• _Data provided_
....
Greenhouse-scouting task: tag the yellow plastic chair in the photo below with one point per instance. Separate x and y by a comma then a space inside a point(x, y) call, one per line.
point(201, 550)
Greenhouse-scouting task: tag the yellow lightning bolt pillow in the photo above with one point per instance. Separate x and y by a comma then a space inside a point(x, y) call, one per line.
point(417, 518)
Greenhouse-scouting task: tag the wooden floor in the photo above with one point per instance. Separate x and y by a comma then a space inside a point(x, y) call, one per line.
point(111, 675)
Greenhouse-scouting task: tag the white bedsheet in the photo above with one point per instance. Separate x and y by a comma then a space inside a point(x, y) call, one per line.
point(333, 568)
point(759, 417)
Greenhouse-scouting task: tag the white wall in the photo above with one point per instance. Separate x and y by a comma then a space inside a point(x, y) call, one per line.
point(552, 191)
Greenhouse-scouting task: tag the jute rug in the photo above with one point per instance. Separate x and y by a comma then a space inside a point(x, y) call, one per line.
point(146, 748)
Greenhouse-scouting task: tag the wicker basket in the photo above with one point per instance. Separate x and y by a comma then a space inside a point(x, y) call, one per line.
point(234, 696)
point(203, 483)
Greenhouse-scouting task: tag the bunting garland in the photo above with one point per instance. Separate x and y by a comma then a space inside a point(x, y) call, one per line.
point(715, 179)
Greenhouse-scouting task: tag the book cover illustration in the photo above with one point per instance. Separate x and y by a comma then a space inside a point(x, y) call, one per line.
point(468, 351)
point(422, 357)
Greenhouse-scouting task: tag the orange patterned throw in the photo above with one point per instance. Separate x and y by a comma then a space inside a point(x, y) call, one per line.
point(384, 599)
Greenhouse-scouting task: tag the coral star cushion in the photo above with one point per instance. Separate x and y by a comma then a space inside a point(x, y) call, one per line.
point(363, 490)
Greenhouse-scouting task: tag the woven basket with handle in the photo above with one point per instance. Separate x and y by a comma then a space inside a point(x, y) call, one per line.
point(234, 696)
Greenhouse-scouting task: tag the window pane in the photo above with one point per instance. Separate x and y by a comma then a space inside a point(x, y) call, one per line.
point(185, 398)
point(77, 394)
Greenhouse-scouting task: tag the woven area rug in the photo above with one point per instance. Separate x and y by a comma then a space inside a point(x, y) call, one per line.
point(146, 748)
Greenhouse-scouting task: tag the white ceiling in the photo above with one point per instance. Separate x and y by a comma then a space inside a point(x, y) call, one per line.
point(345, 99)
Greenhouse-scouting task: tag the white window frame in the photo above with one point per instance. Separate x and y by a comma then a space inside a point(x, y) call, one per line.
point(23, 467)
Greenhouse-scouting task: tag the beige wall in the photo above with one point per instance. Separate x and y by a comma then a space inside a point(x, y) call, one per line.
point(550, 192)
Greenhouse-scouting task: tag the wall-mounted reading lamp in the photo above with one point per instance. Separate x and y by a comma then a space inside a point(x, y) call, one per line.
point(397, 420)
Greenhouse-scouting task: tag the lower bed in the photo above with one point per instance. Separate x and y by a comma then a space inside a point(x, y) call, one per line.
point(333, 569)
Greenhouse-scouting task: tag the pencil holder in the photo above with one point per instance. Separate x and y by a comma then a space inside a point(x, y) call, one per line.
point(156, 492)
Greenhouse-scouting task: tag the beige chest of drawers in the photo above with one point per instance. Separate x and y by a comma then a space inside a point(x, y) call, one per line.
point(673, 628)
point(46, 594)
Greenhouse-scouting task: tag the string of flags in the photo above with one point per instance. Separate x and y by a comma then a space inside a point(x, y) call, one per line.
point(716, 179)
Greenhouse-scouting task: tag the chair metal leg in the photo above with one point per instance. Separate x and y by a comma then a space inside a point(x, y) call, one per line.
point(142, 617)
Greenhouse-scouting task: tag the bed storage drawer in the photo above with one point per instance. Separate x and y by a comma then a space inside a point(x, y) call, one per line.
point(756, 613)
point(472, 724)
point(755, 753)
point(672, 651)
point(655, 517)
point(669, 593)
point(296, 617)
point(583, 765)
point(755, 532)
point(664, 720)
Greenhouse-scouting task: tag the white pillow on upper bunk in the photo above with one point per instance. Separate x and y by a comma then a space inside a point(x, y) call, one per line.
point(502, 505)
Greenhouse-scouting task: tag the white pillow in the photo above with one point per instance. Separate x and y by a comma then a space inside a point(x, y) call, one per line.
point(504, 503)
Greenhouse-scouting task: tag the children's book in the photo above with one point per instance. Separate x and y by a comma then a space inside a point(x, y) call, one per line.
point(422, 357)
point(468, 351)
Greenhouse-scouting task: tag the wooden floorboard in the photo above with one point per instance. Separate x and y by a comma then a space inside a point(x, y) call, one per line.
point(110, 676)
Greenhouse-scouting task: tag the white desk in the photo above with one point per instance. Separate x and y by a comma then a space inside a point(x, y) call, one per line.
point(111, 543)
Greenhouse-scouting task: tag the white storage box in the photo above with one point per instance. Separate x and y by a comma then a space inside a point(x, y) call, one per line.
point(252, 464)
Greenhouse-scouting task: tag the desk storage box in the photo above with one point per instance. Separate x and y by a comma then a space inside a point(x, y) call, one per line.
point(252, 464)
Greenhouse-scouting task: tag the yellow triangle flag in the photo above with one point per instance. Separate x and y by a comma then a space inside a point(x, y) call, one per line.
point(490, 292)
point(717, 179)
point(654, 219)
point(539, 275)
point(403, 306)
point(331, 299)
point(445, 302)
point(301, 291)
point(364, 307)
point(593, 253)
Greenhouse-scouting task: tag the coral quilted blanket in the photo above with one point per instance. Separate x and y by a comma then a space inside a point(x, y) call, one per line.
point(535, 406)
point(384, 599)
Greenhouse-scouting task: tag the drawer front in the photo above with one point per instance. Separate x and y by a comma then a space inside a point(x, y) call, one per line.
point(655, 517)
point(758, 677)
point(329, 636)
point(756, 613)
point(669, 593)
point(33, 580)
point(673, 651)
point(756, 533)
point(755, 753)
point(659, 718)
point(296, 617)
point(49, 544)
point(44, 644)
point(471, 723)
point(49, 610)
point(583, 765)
....
• _The task_
Each line of the records must be reproduced exactly.

• _Output_
Greenhouse-scouting task: tag the yellow plastic chair in the photo below with one point per instance. Separate x and y by a comma then a space inside a point(x, y) call, one per line.
point(201, 550)
Greenhouse-scouting task: tag the yellow lightning bolt pillow in the photo above with one point per instance. Separate x and y by a comma then a space inside a point(x, y) call, one per line.
point(417, 518)
Greenhouse-scouting task: tag the wooden floor in the photo above with one point per instance. Separate x and y by a comma then a space inside a point(x, y) call, one per line.
point(111, 675)
Greenhouse-scouting task: tag the white bedsheet in the photo above with one point per instance. Separate x and y by a comma then a space inside a point(x, y) call, one per line.
point(333, 568)
point(759, 417)
Greenhouse-scouting task: tag the white wall in the photo above with one point per instance. Separate x and y by a comma then a space inside a point(x, y) call, one per line.
point(552, 191)
Greenhouse-scouting task: tag the jute rug in the photo above with one point per instance. Separate x and y by a comma then a space inside a point(x, y) call, one per line.
point(146, 748)
Greenhouse-scouting task: tag the wicker basket in the photo above with one point per instance. Separate x and y by a comma then a space inside a point(x, y) call, one per line.
point(234, 696)
point(203, 483)
Greenhouse-scouting task: tag the bunting garland in the photo above with one point per instance. Separate x and y by a comma then a space inside a point(x, y) call, one per line.
point(715, 179)
Greenhouse-scouting task: tag the book cover illustration in the photo above with one point per instance. Separate x and y by a comma then a space inside a point(x, y) call, one per line.
point(468, 351)
point(422, 357)
Greenhouse-scouting task: tag the orange patterned throw in the photo above with one point per instance. Separate x and y by a comma then a space inside a point(x, y) call, one per line.
point(384, 599)
Greenhouse-scouting task: tag the coral star cushion in the photo above with one point per instance. Separate x and y by a comma then a space inside a point(x, y) call, one per line.
point(363, 490)
Greenhouse-scouting task: tag the woven basket with handle in the photo above with one point per instance. Separate x and y by a comma then a space inside a point(x, y) call, one per line.
point(234, 696)
Greenhouse-scouting task: tag the window pane in the photo above with one point per instance. Separate x and y by a comma then a space inside a point(x, y) call, one per line.
point(185, 398)
point(77, 394)
Greenhouse-scouting task: tag the woven area rug in the photo above with one point per instance. Separate x and y by a comma then a space inside a point(x, y) call, one per line.
point(146, 748)
Greenhouse-scouting task: tag the white ceiling in the photo above with one point per instance. Separate x and y by a comma then a space inside a point(x, y) call, one per line.
point(345, 99)
Greenhouse-scouting task: tag the white window frame in the photo above with one point per instance. Separate x and y by a comma then a space inside a point(x, y) call, one per line.
point(23, 467)
Greenhouse-scouting task: tag the beige wall in the photo above with one point per instance. Separate x and y by a comma then a space inside a point(x, y) call, one per line.
point(550, 192)
Greenhouse-scouting task: tag the wall-mounted reading lamp in the photo above with one point per instance. Separate x and y by a comma then a space inside a point(x, y) call, one per line.
point(397, 420)
Greenhouse-scouting task: tag the lower bed in the photo above with one point per instance. Separate x and y by a comma then a space inside a point(x, y) call, one per line.
point(333, 569)
Greenhouse-scouting task: tag the pencil holder in the photo above with one point per instance. Separate x and y by a comma then a space inside a point(x, y) call, one per line.
point(156, 492)
Greenhouse-scouting task: tag the beige chest of drawers in the photo above with one point per instance. Separate x and y by a comma then a space inside a point(x, y) call, one per line.
point(673, 628)
point(46, 594)
Greenhouse-scouting task: tag the string of flags in the photo above with one point per instance. Separate x and y by a comma then a space inside a point(x, y) call, one per line.
point(716, 179)
Greenhouse-scouting task: tag the chair metal leg in the photo above with one point per instance. Separate x and y by a comma then a space inside a point(x, y) call, one per line.
point(142, 617)
Greenhouse-scouting task: tag the bed storage drawer in the photo above with one point per instance. Separate x and y by a comma then a space inside a point(x, y) call, one per line.
point(756, 613)
point(472, 724)
point(755, 753)
point(672, 651)
point(655, 517)
point(669, 593)
point(296, 617)
point(583, 765)
point(755, 532)
point(664, 720)
Greenhouse-scouting task: tag the white pillow on upper bunk in the photo above with one point per instance. Separate x and y by a comma then a space inside a point(x, y) call, one per line.
point(502, 505)
Greenhouse-scouting task: tag the white pillow in the photo above with one point per instance. Separate x and y by a comma then a space inside a point(x, y) call, one per line.
point(504, 503)
Greenhouse-scouting task: tag the children's book in the photo above with one point per instance. Separate x and y by a comma then a space inside a point(x, y) call, one per line.
point(422, 357)
point(468, 351)
Greenhouse-scouting task: tag the wooden floorboard in the photo above with one point per instance. Separate x and y by a comma then a space inside a point(x, y) call, one per line.
point(110, 676)
Greenhouse-scouting task: tag the white desk in the photo above with one point per instance. Separate x and y by a comma then a space inside a point(x, y) call, one per line.
point(111, 543)
Greenhouse-scouting task: tag the white storage box in the photo above with one point per instance. Separate x and y by a comma then a space inside a point(x, y) call, one per line.
point(252, 464)
Greenhouse-scouting task: tag the desk storage box in the photo above with one point per instance. Separate x and y by a comma then a space inside a point(x, y) call, one per line.
point(252, 464)
Greenhouse-scouting task: tag the yellow triangle flag in the photo above with one point per instance. Separate x and y by a comma then a space inside a point(x, y) call, one per line.
point(490, 292)
point(717, 179)
point(654, 219)
point(539, 275)
point(403, 306)
point(331, 299)
point(445, 302)
point(301, 291)
point(364, 307)
point(593, 253)
Greenhouse-scouting task: tag the coral quilted blanket in the photo above with one point per instance. Separate x and y by a comma then a space inside a point(x, y) call, one per line.
point(535, 406)
point(384, 599)
Greenhouse-scouting task: tag the drawer front in the photo above with one point per instance. Separate x and y by a comma then a space inside a point(x, y) call, one per line.
point(655, 517)
point(758, 677)
point(329, 636)
point(756, 613)
point(669, 593)
point(33, 580)
point(673, 651)
point(756, 533)
point(755, 753)
point(659, 718)
point(296, 617)
point(49, 544)
point(44, 644)
point(471, 723)
point(49, 610)
point(583, 765)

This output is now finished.